=== Section Start ===

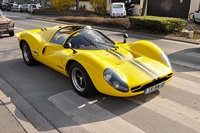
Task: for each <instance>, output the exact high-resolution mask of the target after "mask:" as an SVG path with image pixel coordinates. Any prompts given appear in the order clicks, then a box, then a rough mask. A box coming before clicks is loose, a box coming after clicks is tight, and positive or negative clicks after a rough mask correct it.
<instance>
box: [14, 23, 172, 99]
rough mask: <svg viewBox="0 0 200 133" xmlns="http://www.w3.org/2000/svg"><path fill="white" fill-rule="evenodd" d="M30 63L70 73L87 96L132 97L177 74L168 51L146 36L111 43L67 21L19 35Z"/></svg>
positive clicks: (152, 87) (81, 92) (37, 29)
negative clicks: (168, 52) (71, 24)
mask: <svg viewBox="0 0 200 133" xmlns="http://www.w3.org/2000/svg"><path fill="white" fill-rule="evenodd" d="M16 36H17V37H18V41H19V47H20V49H21V50H22V55H23V59H24V61H25V63H26V64H27V65H29V66H33V65H36V64H38V62H40V63H43V64H45V65H47V66H49V67H51V68H53V69H55V70H56V71H58V72H60V73H62V74H64V75H66V76H68V77H70V79H71V82H72V85H73V87H74V89H75V91H76V92H77V93H78V94H79V95H81V96H84V97H88V96H91V95H94V94H95V93H96V92H101V93H103V94H107V95H112V96H119V97H128V96H135V95H139V94H148V93H151V92H153V91H155V90H158V89H159V88H161V87H163V86H164V85H165V83H167V82H168V81H169V80H170V79H171V78H172V76H173V70H172V66H171V64H170V61H169V59H168V57H167V56H166V55H165V53H164V52H163V51H162V50H161V49H160V48H159V47H158V46H157V45H155V44H154V43H152V42H150V41H146V40H140V41H136V42H127V41H126V40H127V38H128V35H127V34H124V36H123V38H124V39H123V40H122V42H117V41H112V40H111V39H109V38H108V37H107V36H105V35H104V34H103V33H101V32H100V31H98V30H96V29H93V28H92V27H91V26H81V25H64V26H55V27H50V28H41V29H33V30H25V31H23V32H19V33H17V34H16Z"/></svg>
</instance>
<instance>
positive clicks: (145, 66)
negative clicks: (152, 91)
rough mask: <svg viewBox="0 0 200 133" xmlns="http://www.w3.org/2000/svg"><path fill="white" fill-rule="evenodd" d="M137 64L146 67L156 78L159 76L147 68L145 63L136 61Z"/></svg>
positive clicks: (148, 70)
mask: <svg viewBox="0 0 200 133" xmlns="http://www.w3.org/2000/svg"><path fill="white" fill-rule="evenodd" d="M134 61H135V62H136V63H138V64H139V65H141V66H142V67H144V68H145V69H147V70H148V71H149V72H151V73H152V74H153V75H154V76H156V77H158V75H157V74H156V73H155V72H154V71H152V70H151V69H150V68H149V67H147V66H146V65H144V64H143V63H141V62H139V61H137V60H134Z"/></svg>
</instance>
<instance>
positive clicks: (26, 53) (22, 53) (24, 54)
mask: <svg viewBox="0 0 200 133" xmlns="http://www.w3.org/2000/svg"><path fill="white" fill-rule="evenodd" d="M22 55H23V59H24V62H25V63H26V64H27V65H28V66H34V65H37V64H38V62H37V61H36V60H35V59H34V58H33V56H32V54H31V50H30V47H29V46H28V44H27V43H26V42H25V41H24V42H23V43H22Z"/></svg>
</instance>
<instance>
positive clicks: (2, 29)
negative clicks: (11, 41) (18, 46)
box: [0, 10, 14, 36]
mask: <svg viewBox="0 0 200 133" xmlns="http://www.w3.org/2000/svg"><path fill="white" fill-rule="evenodd" d="M0 34H9V35H10V36H14V21H13V20H11V19H8V18H6V15H4V14H3V12H2V11H1V10H0Z"/></svg>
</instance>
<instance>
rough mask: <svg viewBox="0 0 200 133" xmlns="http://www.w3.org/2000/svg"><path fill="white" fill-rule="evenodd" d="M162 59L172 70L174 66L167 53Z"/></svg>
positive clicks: (164, 55) (162, 55)
mask: <svg viewBox="0 0 200 133" xmlns="http://www.w3.org/2000/svg"><path fill="white" fill-rule="evenodd" d="M161 57H162V59H163V61H164V62H165V63H166V64H167V65H168V66H169V67H170V68H171V69H172V65H171V63H170V61H169V58H168V57H167V55H166V54H165V53H162V54H161Z"/></svg>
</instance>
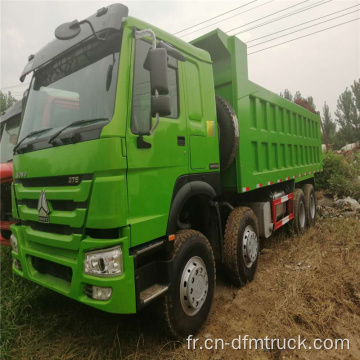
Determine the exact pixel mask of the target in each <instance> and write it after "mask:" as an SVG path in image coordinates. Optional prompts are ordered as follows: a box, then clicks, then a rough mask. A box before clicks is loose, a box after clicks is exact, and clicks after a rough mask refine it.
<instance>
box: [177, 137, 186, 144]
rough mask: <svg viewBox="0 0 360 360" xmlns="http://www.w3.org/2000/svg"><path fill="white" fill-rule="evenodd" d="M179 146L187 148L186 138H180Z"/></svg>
mask: <svg viewBox="0 0 360 360" xmlns="http://www.w3.org/2000/svg"><path fill="white" fill-rule="evenodd" d="M178 145H179V146H185V136H178Z"/></svg>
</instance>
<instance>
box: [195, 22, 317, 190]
mask: <svg viewBox="0 0 360 360" xmlns="http://www.w3.org/2000/svg"><path fill="white" fill-rule="evenodd" d="M192 44H193V45H195V46H198V47H200V48H202V49H205V50H207V51H208V52H209V53H210V55H211V58H212V60H213V62H214V65H213V72H214V79H215V91H216V94H219V95H221V96H223V97H225V98H226V99H227V100H228V101H229V102H230V103H231V104H232V105H233V107H234V109H235V111H236V114H237V116H238V120H239V132H240V138H239V151H238V154H237V157H236V160H235V161H234V163H233V164H232V166H230V168H229V169H227V170H226V171H225V172H223V173H222V186H223V188H224V189H225V190H235V191H237V192H239V193H241V192H244V191H249V190H254V189H257V188H258V187H262V186H268V185H271V184H274V183H277V182H282V181H287V180H293V179H295V181H296V182H298V181H301V180H304V179H307V178H310V177H313V174H314V172H317V171H320V170H321V169H322V156H321V133H320V118H319V116H317V115H315V114H313V113H311V112H309V111H307V110H305V109H304V108H302V107H300V106H298V105H296V104H294V103H292V102H290V101H288V100H286V99H284V98H282V97H280V96H279V95H276V94H274V93H272V92H270V91H268V90H266V89H264V88H262V87H260V86H258V85H256V84H254V83H253V82H251V81H249V80H248V71H247V51H246V45H245V44H244V43H243V42H241V41H240V40H239V39H238V38H236V37H235V36H231V37H230V36H227V35H226V34H225V33H223V32H222V31H221V30H218V29H217V30H214V31H213V32H211V33H209V34H206V35H204V36H202V37H200V38H199V39H196V40H194V41H192Z"/></svg>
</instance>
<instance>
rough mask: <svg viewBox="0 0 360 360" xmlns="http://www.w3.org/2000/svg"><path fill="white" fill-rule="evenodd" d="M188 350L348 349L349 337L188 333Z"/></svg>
mask: <svg viewBox="0 0 360 360" xmlns="http://www.w3.org/2000/svg"><path fill="white" fill-rule="evenodd" d="M186 345H187V348H188V349H189V350H195V349H200V350H223V349H226V348H231V349H234V350H252V349H254V350H275V349H280V350H349V349H350V341H349V339H314V340H311V341H310V340H307V339H305V338H302V337H301V336H297V337H295V338H289V339H284V338H282V339H278V338H274V339H272V338H269V337H268V336H265V337H264V338H250V337H249V335H239V336H238V337H236V338H233V339H232V340H230V341H226V340H224V339H221V338H211V337H208V338H206V339H199V338H194V337H193V336H192V335H189V336H188V337H187V338H186Z"/></svg>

=== Section End ===

#### TASK
Please transcribe every entry above exactly, leaving out any pictures.

#### WRITTEN REPLY
Task: for each <instance>, output the exact high-resolution mask of the target after "mask:" as an SVG path with image pixel coordinates. Any prompts given appear in the order clicks, then a box, then a rough mask. A box coming before clicks is loose, a box coming after clicks is tight, and positive or negative clicks after a rough mask correct it.
<instance>
box: [14, 23, 172, 99]
rough mask: <svg viewBox="0 0 200 133" xmlns="http://www.w3.org/2000/svg"><path fill="white" fill-rule="evenodd" d="M30 63L70 73L87 96L132 97L177 74L168 51L146 36L111 43L67 21L19 35Z"/></svg>
positive clicks: (152, 87) (81, 92) (37, 29)
negative clicks: (168, 52) (71, 24)
mask: <svg viewBox="0 0 200 133" xmlns="http://www.w3.org/2000/svg"><path fill="white" fill-rule="evenodd" d="M16 36H17V37H18V41H19V47H20V49H21V50H22V55H23V59H24V61H25V63H26V64H27V65H29V66H33V65H36V64H38V62H40V63H43V64H45V65H47V66H49V67H51V68H53V69H55V70H56V71H58V72H60V73H62V74H64V75H66V76H68V77H70V79H71V82H72V85H73V87H74V89H75V91H76V92H77V93H78V94H79V95H81V96H84V97H88V96H91V95H94V94H95V93H96V92H101V93H103V94H107V95H112V96H119V97H128V96H135V95H139V94H148V93H151V92H153V91H155V90H158V89H159V88H161V87H163V86H164V85H165V83H167V82H168V81H169V80H170V79H171V78H172V76H173V70H172V66H171V64H170V61H169V59H168V57H167V56H166V55H165V53H164V52H163V51H162V50H161V49H160V48H159V47H158V46H157V45H155V44H154V43H152V42H150V41H146V40H140V41H136V42H127V41H126V40H127V38H128V35H127V34H124V36H123V38H124V39H123V40H122V42H117V41H112V40H111V39H109V38H108V37H107V36H105V35H104V34H103V33H101V32H100V31H98V30H96V29H93V28H92V27H91V26H81V25H64V26H55V27H50V28H41V29H33V30H25V31H23V32H19V33H17V34H16Z"/></svg>
</instance>
<instance>
positive clicks: (145, 66)
negative clicks: (152, 91)
rough mask: <svg viewBox="0 0 200 133" xmlns="http://www.w3.org/2000/svg"><path fill="white" fill-rule="evenodd" d="M137 64L146 67L156 78L159 76L147 68L145 63L136 61Z"/></svg>
positive clicks: (148, 70)
mask: <svg viewBox="0 0 200 133" xmlns="http://www.w3.org/2000/svg"><path fill="white" fill-rule="evenodd" d="M134 61H135V62H136V63H138V64H139V65H141V66H142V67H144V68H145V69H147V70H148V71H149V72H151V73H152V74H153V75H154V76H156V77H158V75H157V74H156V73H155V72H154V71H152V70H151V69H150V68H149V67H147V66H146V65H144V64H143V63H141V62H139V61H137V60H134Z"/></svg>
</instance>
<instance>
positive clicks: (26, 53) (22, 53) (24, 54)
mask: <svg viewBox="0 0 200 133" xmlns="http://www.w3.org/2000/svg"><path fill="white" fill-rule="evenodd" d="M22 55H23V59H24V62H25V63H26V64H27V65H28V66H34V65H37V64H38V62H37V61H36V60H35V59H34V58H33V56H32V54H31V50H30V47H29V46H28V44H27V43H26V42H25V41H24V42H23V43H22Z"/></svg>
</instance>
<instance>
positive clicks: (2, 29)
negative clicks: (11, 41) (18, 46)
box: [0, 10, 14, 36]
mask: <svg viewBox="0 0 200 133" xmlns="http://www.w3.org/2000/svg"><path fill="white" fill-rule="evenodd" d="M0 34H9V35H10V36H14V21H13V20H11V19H8V18H6V15H4V14H3V12H2V11H1V10H0Z"/></svg>
</instance>
<instance>
rough mask: <svg viewBox="0 0 200 133" xmlns="http://www.w3.org/2000/svg"><path fill="white" fill-rule="evenodd" d="M162 59L172 70L174 66L167 53Z"/></svg>
positive clicks: (164, 55) (162, 55)
mask: <svg viewBox="0 0 200 133" xmlns="http://www.w3.org/2000/svg"><path fill="white" fill-rule="evenodd" d="M161 57H162V59H163V61H164V62H165V63H166V64H167V65H168V66H169V67H170V68H171V69H172V65H171V63H170V61H169V58H168V57H167V55H166V54H165V53H162V54H161Z"/></svg>
</instance>
Determine the exact pixel mask of the target in each <instance> and write it after "mask:" as an SVG path in image coordinates. Optional prompts are ordered as follows: a box, then clicks, then a rough mask. A box before clicks is loose, a box after clicks is exact, and clicks after a rough mask refine it.
<instance>
box: [177, 137, 186, 144]
rough mask: <svg viewBox="0 0 360 360" xmlns="http://www.w3.org/2000/svg"><path fill="white" fill-rule="evenodd" d="M179 146L187 148L186 138H180Z"/></svg>
mask: <svg viewBox="0 0 360 360" xmlns="http://www.w3.org/2000/svg"><path fill="white" fill-rule="evenodd" d="M178 145H179V146H185V136H178Z"/></svg>
</instance>
<instance>
box: [195, 22, 317, 190]
mask: <svg viewBox="0 0 360 360" xmlns="http://www.w3.org/2000/svg"><path fill="white" fill-rule="evenodd" d="M192 44H193V45H195V46H198V47H200V48H202V49H205V50H207V51H208V52H209V53H210V55H211V58H212V60H213V62H214V65H213V72H214V79H215V91H216V94H219V95H221V96H223V97H225V98H226V99H227V100H228V101H229V102H230V103H231V104H232V105H233V107H234V109H235V111H236V114H237V116H238V120H239V132H240V138H239V151H238V154H237V157H236V160H235V161H234V163H233V164H232V166H230V168H229V169H227V170H226V171H225V172H223V173H222V186H223V188H224V189H225V190H235V191H237V192H239V193H241V192H244V191H249V190H254V189H257V188H258V187H262V186H268V185H271V184H274V183H277V182H282V181H287V180H293V179H295V181H296V182H298V181H301V180H304V179H307V178H310V177H313V174H314V172H317V171H320V170H321V169H322V156H321V133H320V118H319V116H317V115H315V114H313V113H311V112H309V111H307V110H305V109H304V108H302V107H300V106H298V105H296V104H294V103H292V102H290V101H288V100H286V99H284V98H282V97H280V96H279V95H276V94H274V93H272V92H270V91H268V90H266V89H264V88H262V87H260V86H258V85H256V84H254V83H253V82H251V81H249V80H248V71H247V51H246V45H245V44H244V43H243V42H241V41H240V40H239V39H238V38H236V37H235V36H231V37H230V36H227V35H226V34H225V33H223V32H222V31H221V30H218V29H217V30H214V31H213V32H211V33H209V34H206V35H204V36H202V37H200V38H199V39H196V40H194V41H192Z"/></svg>
</instance>
<instance>
rough mask: <svg viewBox="0 0 360 360" xmlns="http://www.w3.org/2000/svg"><path fill="white" fill-rule="evenodd" d="M188 350L348 349L349 337L188 333Z"/></svg>
mask: <svg viewBox="0 0 360 360" xmlns="http://www.w3.org/2000/svg"><path fill="white" fill-rule="evenodd" d="M186 345H187V348H188V349H189V350H195V349H200V350H223V349H226V348H231V349H234V350H252V349H254V350H275V349H280V350H349V349H350V341H349V339H314V340H311V341H310V340H307V339H305V338H302V337H301V336H297V337H295V338H289V339H284V338H282V339H278V338H274V339H272V338H269V337H268V336H265V337H264V338H250V337H249V335H239V336H238V337H236V338H233V339H232V340H230V341H226V340H224V339H221V338H211V337H208V338H206V339H199V338H194V337H193V336H192V335H189V336H188V337H187V338H186Z"/></svg>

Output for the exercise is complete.